Requirement: Rewrite every line from the line with "Task: each instance of the white cloud" to the line with "[[432, 77], [529, 22], [98, 112]]", both included. Multiply each coordinate in the answers by 1.6 and round to whole numbers, halves up, and leave all other numbers unchanged.

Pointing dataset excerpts
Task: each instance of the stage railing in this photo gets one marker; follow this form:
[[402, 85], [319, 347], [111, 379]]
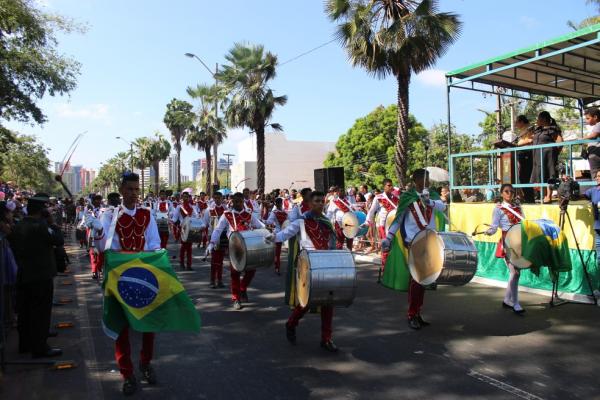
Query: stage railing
[[478, 161]]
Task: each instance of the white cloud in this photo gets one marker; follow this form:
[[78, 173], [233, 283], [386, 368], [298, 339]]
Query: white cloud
[[432, 77], [529, 22], [98, 112]]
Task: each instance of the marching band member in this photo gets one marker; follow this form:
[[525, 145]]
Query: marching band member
[[235, 220], [276, 218], [163, 205], [382, 205], [135, 230], [218, 253], [316, 233], [338, 206], [182, 212], [416, 216], [505, 215]]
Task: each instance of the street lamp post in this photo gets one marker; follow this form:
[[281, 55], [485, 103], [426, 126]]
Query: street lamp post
[[215, 145], [130, 151]]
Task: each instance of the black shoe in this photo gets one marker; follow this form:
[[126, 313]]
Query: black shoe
[[329, 346], [50, 352], [129, 386], [414, 323], [237, 305], [290, 333], [148, 374]]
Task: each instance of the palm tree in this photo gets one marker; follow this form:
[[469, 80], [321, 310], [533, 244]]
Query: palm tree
[[159, 150], [210, 129], [252, 101], [394, 37], [178, 119]]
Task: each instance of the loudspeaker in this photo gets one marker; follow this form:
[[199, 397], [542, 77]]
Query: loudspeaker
[[327, 177]]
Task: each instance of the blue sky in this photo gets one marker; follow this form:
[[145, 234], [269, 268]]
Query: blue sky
[[133, 65]]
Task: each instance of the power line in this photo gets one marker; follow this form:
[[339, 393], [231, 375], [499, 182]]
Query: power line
[[307, 52]]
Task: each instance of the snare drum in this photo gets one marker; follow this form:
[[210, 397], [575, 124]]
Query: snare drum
[[248, 250], [446, 258], [325, 277], [191, 231], [162, 220]]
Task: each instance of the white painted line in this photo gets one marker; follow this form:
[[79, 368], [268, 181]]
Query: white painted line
[[503, 386]]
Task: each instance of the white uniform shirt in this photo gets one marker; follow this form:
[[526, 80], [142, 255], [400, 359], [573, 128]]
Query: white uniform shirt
[[151, 234]]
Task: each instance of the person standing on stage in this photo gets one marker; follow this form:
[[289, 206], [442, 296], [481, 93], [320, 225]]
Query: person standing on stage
[[417, 216], [316, 233], [32, 242], [336, 209], [237, 219], [382, 205], [211, 217], [134, 230], [276, 219], [505, 215], [182, 212], [163, 205]]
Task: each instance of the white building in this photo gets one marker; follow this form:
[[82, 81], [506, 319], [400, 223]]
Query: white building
[[287, 162]]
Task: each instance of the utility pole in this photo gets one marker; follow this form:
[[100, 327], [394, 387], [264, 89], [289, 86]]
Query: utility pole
[[228, 167]]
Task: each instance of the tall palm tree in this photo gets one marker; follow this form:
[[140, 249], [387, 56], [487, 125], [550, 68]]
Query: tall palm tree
[[210, 129], [159, 150], [178, 119], [252, 101], [398, 38]]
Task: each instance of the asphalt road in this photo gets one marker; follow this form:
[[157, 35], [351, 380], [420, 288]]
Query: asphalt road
[[474, 349]]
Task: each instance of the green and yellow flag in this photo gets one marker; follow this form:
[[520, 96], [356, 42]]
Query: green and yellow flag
[[396, 274], [142, 291], [545, 245]]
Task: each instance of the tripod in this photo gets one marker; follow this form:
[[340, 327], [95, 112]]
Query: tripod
[[564, 215]]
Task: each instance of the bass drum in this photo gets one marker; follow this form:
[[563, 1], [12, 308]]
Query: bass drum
[[325, 277], [248, 250], [191, 231], [445, 258], [512, 247]]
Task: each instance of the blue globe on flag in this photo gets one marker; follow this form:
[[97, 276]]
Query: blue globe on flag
[[138, 287]]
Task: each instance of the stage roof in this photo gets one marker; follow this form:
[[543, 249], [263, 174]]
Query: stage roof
[[568, 66]]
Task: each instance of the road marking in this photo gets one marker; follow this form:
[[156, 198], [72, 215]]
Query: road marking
[[503, 386]]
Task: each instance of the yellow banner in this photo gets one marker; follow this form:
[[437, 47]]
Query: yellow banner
[[468, 217]]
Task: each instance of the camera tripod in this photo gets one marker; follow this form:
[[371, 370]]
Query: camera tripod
[[564, 215]]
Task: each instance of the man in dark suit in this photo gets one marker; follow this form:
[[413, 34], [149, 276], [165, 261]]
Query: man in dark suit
[[33, 244]]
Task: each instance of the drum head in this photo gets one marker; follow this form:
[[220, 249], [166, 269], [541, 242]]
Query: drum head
[[237, 251], [512, 247], [350, 225], [426, 257], [303, 278], [390, 219]]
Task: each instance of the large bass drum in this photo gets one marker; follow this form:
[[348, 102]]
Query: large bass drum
[[445, 258], [249, 250], [191, 231], [325, 277]]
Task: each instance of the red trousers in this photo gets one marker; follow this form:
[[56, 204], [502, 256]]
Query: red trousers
[[97, 261], [278, 256], [216, 266], [416, 294], [326, 320], [123, 351], [164, 238], [239, 284], [186, 251]]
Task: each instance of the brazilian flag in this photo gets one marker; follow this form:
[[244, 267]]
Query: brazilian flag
[[545, 245], [142, 291], [396, 274]]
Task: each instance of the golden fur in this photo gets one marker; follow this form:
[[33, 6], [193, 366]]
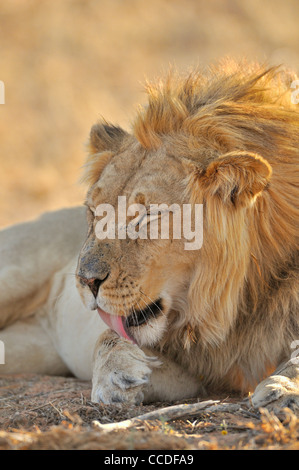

Answer in full:
Task: each instance of the white cloud in this photo gets one marker; follow this form:
[[78, 173], [233, 283], [386, 368], [298, 339]]
Query: white cloud
[[691, 123], [846, 35], [157, 179]]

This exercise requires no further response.